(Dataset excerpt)
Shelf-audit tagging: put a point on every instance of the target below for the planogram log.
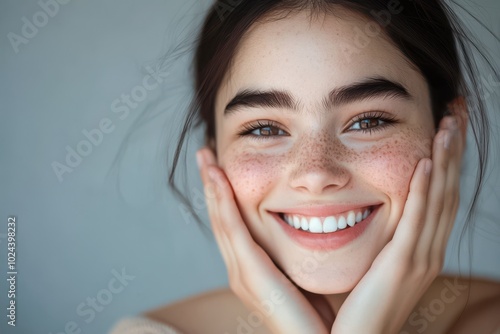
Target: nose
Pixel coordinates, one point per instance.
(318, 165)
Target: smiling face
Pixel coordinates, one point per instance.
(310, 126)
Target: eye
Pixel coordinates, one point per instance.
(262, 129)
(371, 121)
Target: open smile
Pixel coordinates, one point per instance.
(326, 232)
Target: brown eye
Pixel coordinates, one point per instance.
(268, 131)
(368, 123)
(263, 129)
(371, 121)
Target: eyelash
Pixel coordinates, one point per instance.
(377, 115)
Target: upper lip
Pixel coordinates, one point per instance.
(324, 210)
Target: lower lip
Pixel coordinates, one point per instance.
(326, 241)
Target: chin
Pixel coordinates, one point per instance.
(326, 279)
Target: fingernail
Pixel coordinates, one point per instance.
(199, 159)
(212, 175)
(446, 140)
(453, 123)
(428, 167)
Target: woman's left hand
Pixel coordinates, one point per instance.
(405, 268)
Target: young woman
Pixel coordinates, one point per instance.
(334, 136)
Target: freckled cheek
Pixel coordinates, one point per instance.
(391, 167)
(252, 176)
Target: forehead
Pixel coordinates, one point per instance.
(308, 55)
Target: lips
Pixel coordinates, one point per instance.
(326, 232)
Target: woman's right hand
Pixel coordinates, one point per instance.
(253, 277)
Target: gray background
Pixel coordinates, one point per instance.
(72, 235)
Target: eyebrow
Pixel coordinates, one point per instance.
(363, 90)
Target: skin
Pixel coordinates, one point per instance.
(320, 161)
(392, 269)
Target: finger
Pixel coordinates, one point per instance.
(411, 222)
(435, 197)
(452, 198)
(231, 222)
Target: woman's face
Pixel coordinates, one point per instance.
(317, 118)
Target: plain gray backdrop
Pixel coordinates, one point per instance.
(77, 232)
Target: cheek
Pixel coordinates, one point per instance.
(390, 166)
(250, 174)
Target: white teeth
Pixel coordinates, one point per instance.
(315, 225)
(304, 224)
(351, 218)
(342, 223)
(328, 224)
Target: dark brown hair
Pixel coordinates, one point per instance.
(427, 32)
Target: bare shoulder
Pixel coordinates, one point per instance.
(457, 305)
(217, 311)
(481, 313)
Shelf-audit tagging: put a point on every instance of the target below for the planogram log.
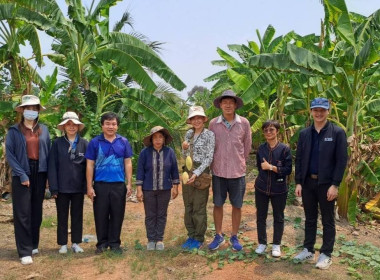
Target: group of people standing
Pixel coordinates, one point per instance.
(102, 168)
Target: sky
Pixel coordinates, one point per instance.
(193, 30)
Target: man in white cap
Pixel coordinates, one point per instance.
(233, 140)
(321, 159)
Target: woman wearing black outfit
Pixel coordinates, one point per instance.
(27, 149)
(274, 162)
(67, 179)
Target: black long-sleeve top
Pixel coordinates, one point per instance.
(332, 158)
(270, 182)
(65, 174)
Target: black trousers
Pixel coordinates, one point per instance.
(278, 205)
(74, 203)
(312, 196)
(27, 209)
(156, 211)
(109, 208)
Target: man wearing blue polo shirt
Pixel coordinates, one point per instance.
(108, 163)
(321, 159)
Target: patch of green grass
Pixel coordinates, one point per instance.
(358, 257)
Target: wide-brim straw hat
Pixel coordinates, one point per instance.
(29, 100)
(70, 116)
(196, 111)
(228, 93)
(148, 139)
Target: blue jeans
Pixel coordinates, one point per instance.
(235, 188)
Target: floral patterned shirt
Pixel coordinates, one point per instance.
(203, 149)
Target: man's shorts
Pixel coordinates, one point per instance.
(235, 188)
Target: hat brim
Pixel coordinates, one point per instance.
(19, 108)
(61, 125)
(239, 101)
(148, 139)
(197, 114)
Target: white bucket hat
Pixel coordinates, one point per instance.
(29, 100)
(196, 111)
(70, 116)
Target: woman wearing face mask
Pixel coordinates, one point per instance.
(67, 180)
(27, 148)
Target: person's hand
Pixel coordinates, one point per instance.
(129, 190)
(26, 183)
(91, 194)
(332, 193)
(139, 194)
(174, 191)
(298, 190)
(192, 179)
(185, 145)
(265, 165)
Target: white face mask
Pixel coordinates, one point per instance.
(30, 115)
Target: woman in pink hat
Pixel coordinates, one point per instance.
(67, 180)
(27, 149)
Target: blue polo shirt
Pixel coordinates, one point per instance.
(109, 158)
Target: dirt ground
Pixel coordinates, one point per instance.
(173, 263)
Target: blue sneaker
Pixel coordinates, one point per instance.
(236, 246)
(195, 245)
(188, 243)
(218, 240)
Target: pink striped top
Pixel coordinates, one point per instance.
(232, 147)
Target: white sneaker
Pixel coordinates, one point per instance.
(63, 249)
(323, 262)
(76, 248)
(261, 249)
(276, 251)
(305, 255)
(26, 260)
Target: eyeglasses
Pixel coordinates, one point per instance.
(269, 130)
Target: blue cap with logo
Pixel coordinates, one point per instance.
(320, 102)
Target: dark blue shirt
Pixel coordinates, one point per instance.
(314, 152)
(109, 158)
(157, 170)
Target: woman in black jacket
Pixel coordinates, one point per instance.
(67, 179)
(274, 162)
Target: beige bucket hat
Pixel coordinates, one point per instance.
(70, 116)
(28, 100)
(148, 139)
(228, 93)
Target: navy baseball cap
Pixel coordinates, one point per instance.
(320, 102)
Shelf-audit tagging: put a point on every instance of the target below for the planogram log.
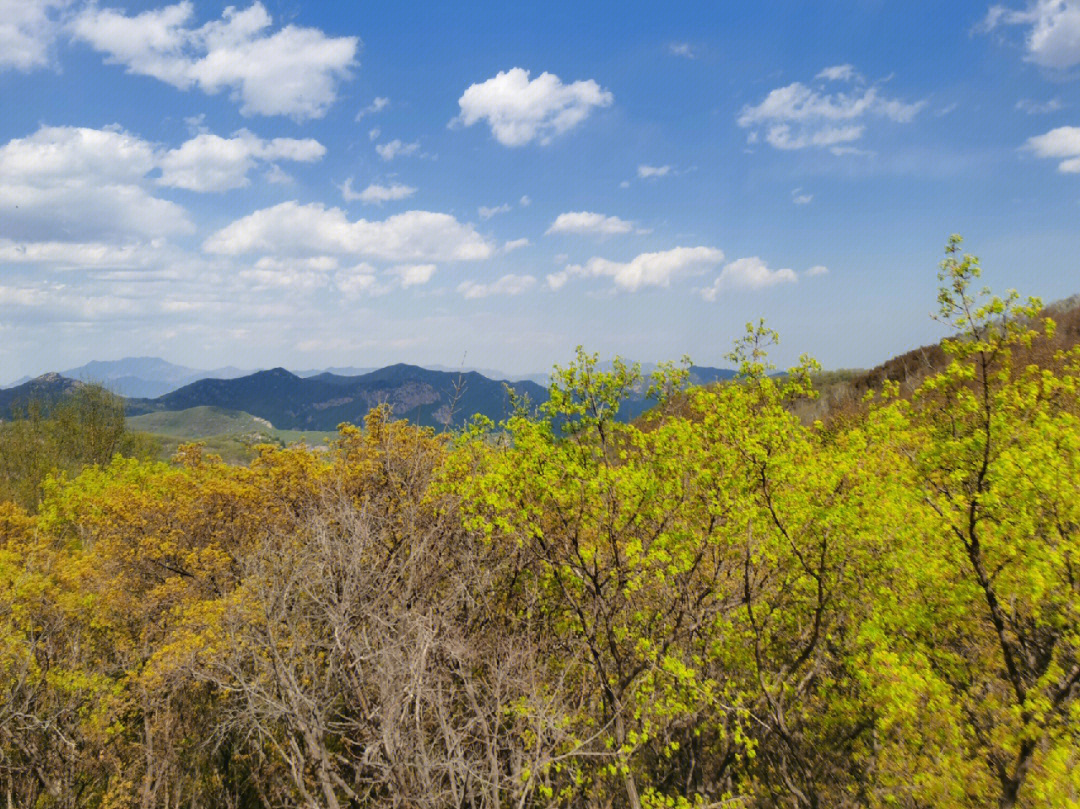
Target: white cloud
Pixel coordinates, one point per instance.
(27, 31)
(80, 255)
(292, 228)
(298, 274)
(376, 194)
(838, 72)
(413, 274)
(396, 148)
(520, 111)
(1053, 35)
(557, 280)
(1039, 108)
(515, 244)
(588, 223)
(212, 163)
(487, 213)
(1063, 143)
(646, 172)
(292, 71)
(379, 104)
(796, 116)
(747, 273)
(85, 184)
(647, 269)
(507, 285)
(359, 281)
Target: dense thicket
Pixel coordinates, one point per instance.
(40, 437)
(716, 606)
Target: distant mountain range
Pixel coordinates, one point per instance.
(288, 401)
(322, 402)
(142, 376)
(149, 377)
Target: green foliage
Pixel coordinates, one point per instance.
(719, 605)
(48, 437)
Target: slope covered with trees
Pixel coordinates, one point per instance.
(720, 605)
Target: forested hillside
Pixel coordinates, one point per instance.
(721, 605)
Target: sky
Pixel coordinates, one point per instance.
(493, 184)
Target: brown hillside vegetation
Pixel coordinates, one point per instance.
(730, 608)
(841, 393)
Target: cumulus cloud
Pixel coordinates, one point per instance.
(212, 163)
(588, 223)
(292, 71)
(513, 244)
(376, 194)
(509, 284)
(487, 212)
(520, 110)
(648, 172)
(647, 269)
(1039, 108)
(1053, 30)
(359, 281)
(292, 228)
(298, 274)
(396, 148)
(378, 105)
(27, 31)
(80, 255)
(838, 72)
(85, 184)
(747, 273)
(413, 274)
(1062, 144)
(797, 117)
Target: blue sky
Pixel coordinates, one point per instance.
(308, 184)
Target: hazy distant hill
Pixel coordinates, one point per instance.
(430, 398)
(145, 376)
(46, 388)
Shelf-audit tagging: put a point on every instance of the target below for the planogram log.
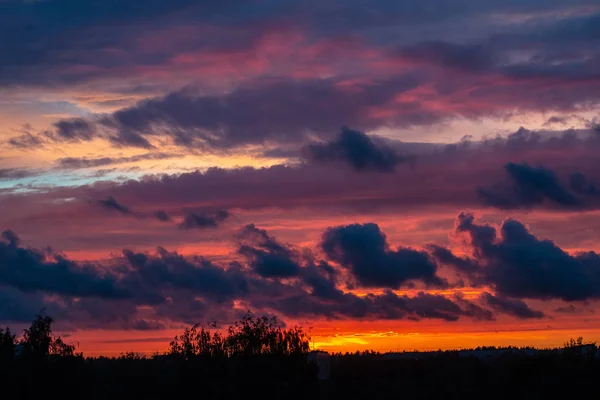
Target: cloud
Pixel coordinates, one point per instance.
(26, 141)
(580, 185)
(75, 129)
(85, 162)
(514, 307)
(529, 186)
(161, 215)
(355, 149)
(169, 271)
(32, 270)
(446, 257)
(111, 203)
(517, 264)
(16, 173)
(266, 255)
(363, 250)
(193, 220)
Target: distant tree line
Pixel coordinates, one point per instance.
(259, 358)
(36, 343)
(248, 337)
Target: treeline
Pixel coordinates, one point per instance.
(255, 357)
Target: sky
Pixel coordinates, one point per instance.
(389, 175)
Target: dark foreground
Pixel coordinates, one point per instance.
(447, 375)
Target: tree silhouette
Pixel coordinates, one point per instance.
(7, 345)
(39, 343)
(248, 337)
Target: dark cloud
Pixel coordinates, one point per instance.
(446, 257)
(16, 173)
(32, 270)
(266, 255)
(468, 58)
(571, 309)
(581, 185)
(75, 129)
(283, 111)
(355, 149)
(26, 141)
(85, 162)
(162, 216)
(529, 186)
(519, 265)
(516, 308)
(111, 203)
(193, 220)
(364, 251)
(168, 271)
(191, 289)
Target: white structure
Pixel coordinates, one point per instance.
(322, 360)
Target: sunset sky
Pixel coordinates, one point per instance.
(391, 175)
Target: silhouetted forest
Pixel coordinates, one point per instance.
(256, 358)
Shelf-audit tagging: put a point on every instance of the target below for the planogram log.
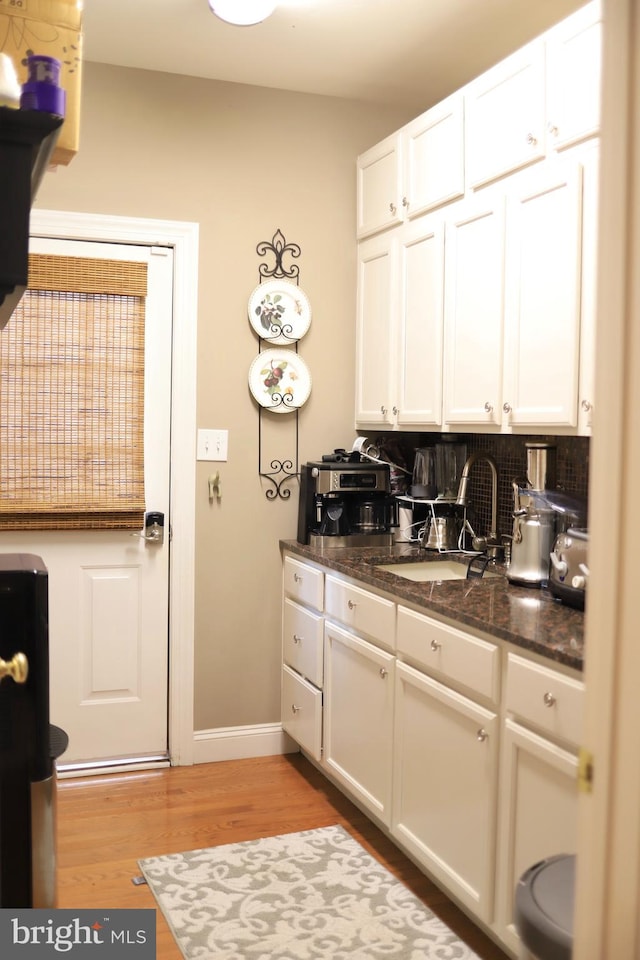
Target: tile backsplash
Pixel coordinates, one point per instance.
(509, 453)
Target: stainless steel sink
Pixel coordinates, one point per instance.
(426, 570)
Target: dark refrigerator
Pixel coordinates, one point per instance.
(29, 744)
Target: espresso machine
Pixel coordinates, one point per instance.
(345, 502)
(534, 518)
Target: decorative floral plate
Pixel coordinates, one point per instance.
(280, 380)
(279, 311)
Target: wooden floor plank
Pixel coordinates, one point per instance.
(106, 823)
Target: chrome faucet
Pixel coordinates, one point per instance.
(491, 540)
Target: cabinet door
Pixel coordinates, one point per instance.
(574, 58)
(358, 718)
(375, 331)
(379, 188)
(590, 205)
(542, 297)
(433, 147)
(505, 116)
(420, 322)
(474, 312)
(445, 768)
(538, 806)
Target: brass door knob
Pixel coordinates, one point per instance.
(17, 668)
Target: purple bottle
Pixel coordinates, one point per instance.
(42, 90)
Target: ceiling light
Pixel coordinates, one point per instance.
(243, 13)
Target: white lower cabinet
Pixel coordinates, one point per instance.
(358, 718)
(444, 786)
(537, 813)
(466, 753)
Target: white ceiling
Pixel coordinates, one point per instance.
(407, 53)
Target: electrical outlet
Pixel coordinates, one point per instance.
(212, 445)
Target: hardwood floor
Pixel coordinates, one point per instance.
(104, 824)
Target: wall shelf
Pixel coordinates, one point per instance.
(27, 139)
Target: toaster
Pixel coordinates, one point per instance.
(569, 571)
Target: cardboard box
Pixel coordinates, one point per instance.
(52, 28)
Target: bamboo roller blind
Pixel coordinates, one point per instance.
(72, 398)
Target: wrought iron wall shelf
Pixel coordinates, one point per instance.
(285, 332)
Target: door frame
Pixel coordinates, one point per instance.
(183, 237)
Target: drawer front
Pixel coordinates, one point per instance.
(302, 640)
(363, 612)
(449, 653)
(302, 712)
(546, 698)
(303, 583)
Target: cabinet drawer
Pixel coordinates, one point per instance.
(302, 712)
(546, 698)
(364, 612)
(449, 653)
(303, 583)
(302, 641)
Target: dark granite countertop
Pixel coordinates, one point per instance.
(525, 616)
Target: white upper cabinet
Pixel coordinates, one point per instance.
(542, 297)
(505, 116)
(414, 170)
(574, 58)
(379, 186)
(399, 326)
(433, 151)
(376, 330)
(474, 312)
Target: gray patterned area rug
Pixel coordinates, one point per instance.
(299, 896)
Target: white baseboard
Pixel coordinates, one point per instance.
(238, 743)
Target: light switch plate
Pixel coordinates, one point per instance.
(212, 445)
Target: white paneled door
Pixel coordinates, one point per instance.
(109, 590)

Goal of the exercise> Every line from the one containing "Target: wrought iron wall shelf" through the end of the entries above must be echoed exactly, with both ends kept.

Solution to the problem>
Target: wrought iron wall shelf
Pixel coordinates, one point per instance.
(285, 332)
Target: door frame
Pixel coordinates, one point per instance.
(183, 237)
Target: drawer front
Pixel coordinates, one point per instance.
(302, 640)
(363, 612)
(449, 653)
(302, 712)
(546, 698)
(303, 583)
Target: cabinet drawer
Pixel coordinates, one point per instance.
(302, 712)
(546, 698)
(364, 612)
(449, 653)
(303, 583)
(302, 641)
Target: dark granite countertop
Pixel coordinates, one point per instance.
(525, 616)
Target: white upper cabinet
Pixel coordinates, one point per instance.
(542, 297)
(505, 116)
(414, 170)
(574, 58)
(379, 186)
(399, 326)
(433, 151)
(376, 330)
(474, 312)
Target: gray patterned area rug
Pixel coordinates, one point per instance.
(299, 896)
Target: white baseboard
Pixel coordinates, one point per instance.
(238, 743)
Target: light switch plate
Pixel coordinates, one point per instance.
(212, 445)
Target: white paneled door
Pixel coordinates, one point per instance.
(109, 590)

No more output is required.